Saved data entries
— start —

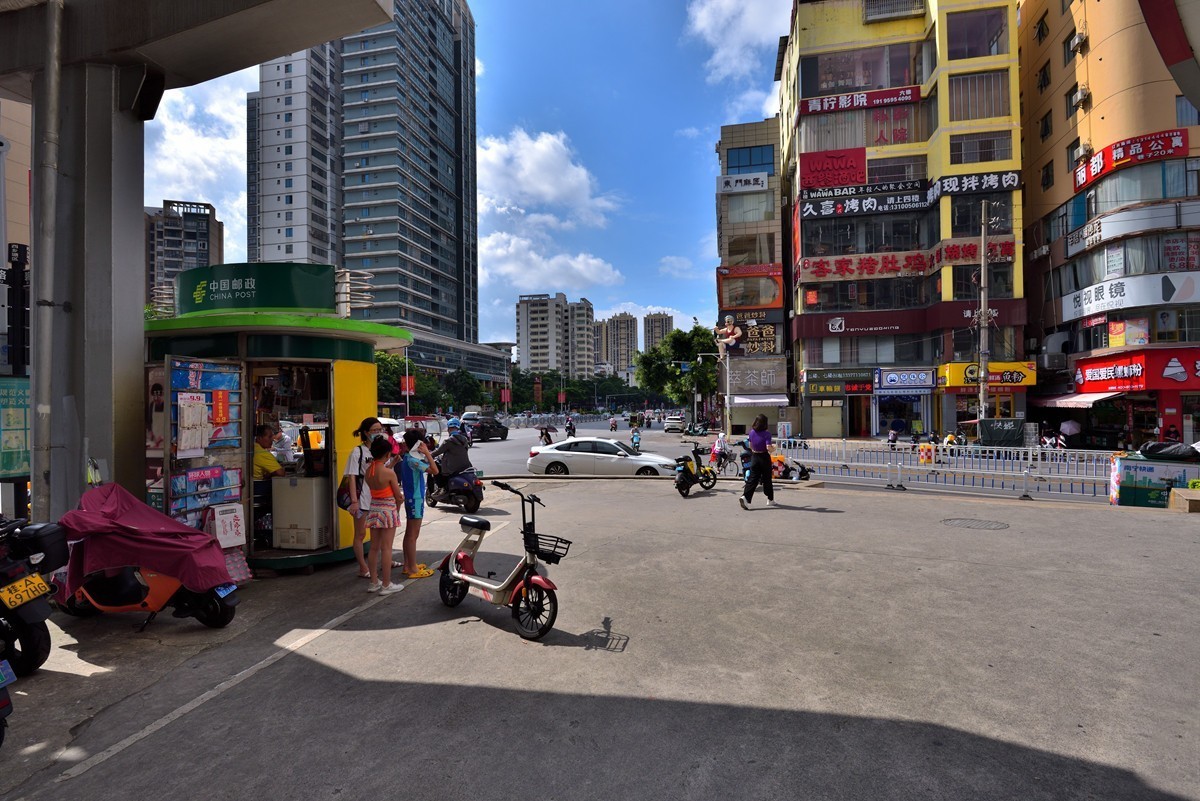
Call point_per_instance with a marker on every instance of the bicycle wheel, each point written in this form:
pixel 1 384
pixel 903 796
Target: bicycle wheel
pixel 534 610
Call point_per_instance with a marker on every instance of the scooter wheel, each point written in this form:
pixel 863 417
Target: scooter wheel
pixel 534 612
pixel 451 590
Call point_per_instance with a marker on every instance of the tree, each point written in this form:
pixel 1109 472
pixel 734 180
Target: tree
pixel 671 367
pixel 462 387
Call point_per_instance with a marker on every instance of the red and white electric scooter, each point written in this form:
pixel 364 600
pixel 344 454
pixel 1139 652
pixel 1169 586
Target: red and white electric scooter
pixel 531 594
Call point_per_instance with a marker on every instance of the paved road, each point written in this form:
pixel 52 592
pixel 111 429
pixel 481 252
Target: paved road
pixel 846 645
pixel 510 457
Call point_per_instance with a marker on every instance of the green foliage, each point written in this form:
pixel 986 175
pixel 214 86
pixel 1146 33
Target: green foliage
pixel 671 367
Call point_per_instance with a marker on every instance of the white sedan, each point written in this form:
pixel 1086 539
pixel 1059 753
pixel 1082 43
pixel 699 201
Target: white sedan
pixel 594 456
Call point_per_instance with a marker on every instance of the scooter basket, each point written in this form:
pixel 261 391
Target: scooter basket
pixel 547 547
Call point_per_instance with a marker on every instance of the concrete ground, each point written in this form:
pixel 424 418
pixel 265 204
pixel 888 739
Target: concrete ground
pixel 845 645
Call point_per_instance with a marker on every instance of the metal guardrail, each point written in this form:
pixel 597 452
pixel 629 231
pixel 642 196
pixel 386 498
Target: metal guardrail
pixel 1020 471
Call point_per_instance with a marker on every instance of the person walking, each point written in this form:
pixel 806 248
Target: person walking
pixel 383 517
pixel 760 464
pixel 414 464
pixel 355 468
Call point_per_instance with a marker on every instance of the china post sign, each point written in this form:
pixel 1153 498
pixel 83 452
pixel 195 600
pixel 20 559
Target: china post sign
pixel 223 288
pixel 913 380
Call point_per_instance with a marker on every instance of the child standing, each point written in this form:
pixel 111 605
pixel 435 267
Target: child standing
pixel 414 464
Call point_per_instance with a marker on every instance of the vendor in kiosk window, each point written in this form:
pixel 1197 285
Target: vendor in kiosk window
pixel 265 464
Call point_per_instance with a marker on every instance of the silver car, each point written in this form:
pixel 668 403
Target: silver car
pixel 594 456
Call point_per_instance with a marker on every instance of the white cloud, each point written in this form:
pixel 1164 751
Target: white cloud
pixel 743 34
pixel 535 173
pixel 507 260
pixel 677 266
pixel 196 150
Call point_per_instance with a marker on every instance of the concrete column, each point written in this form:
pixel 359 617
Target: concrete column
pixel 100 285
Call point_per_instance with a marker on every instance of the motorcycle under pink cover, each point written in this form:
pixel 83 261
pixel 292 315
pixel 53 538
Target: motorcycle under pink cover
pixel 114 529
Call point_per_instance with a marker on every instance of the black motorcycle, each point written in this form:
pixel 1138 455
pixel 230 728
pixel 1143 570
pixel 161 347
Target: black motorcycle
pixel 27 553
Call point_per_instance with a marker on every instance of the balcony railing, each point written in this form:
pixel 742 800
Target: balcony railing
pixel 877 10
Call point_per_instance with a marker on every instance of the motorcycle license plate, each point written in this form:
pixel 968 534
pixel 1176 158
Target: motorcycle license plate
pixel 23 590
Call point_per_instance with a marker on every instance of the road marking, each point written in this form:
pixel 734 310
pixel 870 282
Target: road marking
pixel 229 684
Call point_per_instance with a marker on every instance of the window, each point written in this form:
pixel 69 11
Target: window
pixel 1185 112
pixel 971 148
pixel 981 95
pixel 1048 174
pixel 966 214
pixel 1068 52
pixel 751 208
pixel 741 161
pixel 975 34
pixel 1073 155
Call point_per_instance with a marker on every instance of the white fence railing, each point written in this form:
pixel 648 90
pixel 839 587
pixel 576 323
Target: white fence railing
pixel 1020 471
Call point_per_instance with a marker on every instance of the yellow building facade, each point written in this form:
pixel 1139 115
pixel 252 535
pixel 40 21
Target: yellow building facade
pixel 899 119
pixel 1113 226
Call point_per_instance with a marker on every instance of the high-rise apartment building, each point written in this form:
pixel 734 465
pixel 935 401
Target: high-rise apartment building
pixel 655 327
pixel 180 235
pixel 899 119
pixel 409 127
pixel 556 335
pixel 621 337
pixel 389 175
pixel 294 158
pixel 1114 247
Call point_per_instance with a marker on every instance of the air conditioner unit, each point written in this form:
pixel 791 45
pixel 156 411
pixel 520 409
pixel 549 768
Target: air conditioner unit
pixel 1053 361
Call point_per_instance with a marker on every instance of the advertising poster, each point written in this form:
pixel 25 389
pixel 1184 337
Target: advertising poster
pixel 13 427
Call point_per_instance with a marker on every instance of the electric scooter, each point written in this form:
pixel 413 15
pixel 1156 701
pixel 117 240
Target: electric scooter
pixel 531 594
pixel 690 470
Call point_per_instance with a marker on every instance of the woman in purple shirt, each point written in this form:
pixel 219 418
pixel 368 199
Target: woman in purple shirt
pixel 760 464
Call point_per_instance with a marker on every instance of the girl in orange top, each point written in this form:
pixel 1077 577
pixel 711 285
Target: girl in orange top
pixel 383 518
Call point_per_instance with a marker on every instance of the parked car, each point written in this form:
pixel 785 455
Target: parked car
pixel 675 423
pixel 485 428
pixel 598 457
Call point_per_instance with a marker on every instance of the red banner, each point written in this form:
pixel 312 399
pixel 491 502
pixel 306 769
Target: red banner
pixel 220 407
pixel 1131 151
pixel 851 101
pixel 833 168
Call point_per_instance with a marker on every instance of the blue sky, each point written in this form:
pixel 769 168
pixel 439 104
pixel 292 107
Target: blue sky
pixel 597 125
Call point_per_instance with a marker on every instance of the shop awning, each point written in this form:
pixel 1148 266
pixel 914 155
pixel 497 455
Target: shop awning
pixel 1074 401
pixel 759 401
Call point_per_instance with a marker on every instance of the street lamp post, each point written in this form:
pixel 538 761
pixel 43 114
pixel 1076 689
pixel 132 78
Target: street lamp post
pixel 729 389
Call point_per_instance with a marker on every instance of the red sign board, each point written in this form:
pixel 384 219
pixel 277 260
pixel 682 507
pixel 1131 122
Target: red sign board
pixel 851 101
pixel 833 168
pixel 220 407
pixel 1132 151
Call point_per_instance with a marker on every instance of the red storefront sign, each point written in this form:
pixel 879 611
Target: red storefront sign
pixel 833 168
pixel 851 101
pixel 864 265
pixel 1131 151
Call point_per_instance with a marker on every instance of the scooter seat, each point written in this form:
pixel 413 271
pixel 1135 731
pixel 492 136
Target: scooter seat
pixel 472 522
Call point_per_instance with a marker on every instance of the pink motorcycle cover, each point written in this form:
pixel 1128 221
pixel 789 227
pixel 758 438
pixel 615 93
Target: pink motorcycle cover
pixel 114 529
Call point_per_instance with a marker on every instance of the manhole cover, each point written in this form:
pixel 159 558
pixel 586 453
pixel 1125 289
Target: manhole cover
pixel 967 523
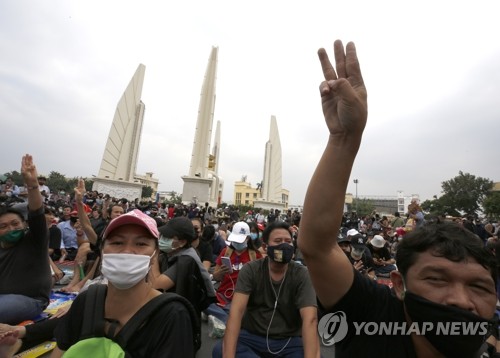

— end —

## OBJECTIVE
Can you retype the lines of the listing above verbatim, starting with the line that contains "the motorcycle under" and going on through the line that contains "pixel 1073 155", with both of those lines included?

## WORKED SOLUTION
Call point_per_instance with a marker on every instance of the motorcycle under pink cover, each point written in this form:
pixel 83 261
pixel 292 315
pixel 53 538
Target: motorcycle under pink cover
pixel 114 529
Call point_per_instance with a marker on every instance of the black motorcycle, each point written in this form:
pixel 1138 455
pixel 230 728
pixel 1143 570
pixel 161 347
Target: black motorcycle
pixel 27 553
Call point_per_instance with a marker on every instance of the balcony railing, each point written in this form:
pixel 742 800
Target: balcony railing
pixel 877 10
Call point_per_instance with a marker on every instance of the motorcycle license plate, each point written in this form:
pixel 968 534
pixel 1176 158
Target: motorcycle license plate
pixel 23 590
Call point_per_instance with a marker on every instance of the road marking, each point written in this form:
pixel 734 310
pixel 870 282
Target: road marking
pixel 229 684
Call point_per_instance with a marker on every instance of the window, each point written in this form:
pixel 69 11
Target: window
pixel 1185 112
pixel 971 148
pixel 981 95
pixel 1048 174
pixel 966 214
pixel 1068 52
pixel 751 208
pixel 741 161
pixel 975 34
pixel 1073 155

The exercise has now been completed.